● **WHAT TO DO**
Select and reproduce each line of the listing below that bears the string "every".

● **THE RECORDS**
_ _ _

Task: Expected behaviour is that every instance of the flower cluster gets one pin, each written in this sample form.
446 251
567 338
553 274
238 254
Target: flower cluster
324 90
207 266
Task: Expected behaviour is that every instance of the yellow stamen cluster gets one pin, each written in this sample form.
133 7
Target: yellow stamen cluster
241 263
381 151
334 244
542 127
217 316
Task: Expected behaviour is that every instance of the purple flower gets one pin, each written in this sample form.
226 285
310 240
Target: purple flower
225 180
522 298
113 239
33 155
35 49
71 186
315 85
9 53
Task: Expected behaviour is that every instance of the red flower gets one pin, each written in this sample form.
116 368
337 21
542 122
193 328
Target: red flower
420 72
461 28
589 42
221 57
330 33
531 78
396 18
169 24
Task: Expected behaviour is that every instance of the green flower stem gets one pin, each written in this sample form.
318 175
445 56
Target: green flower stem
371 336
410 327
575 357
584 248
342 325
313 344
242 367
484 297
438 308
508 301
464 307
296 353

_ _ _

● **RESPONSE TO THIS EXERCISE**
Task: Expected behaviour is that every instance of the flower cluster gets one pin, each written in this sample form.
Task: Expected behaviour is that every instance of the yellow stamen cluster gets one pin, each written in this sample form.
Task: Expected behaviour is that every instance of the purple flower gets one pin, each written in this sample form.
Task: Expected behaviour is that every instance of the red flower gets one pin, each written in this sample form.
Task: Expected behaviour is that every instance of the green flower stem gets one pin, each written in this sample form.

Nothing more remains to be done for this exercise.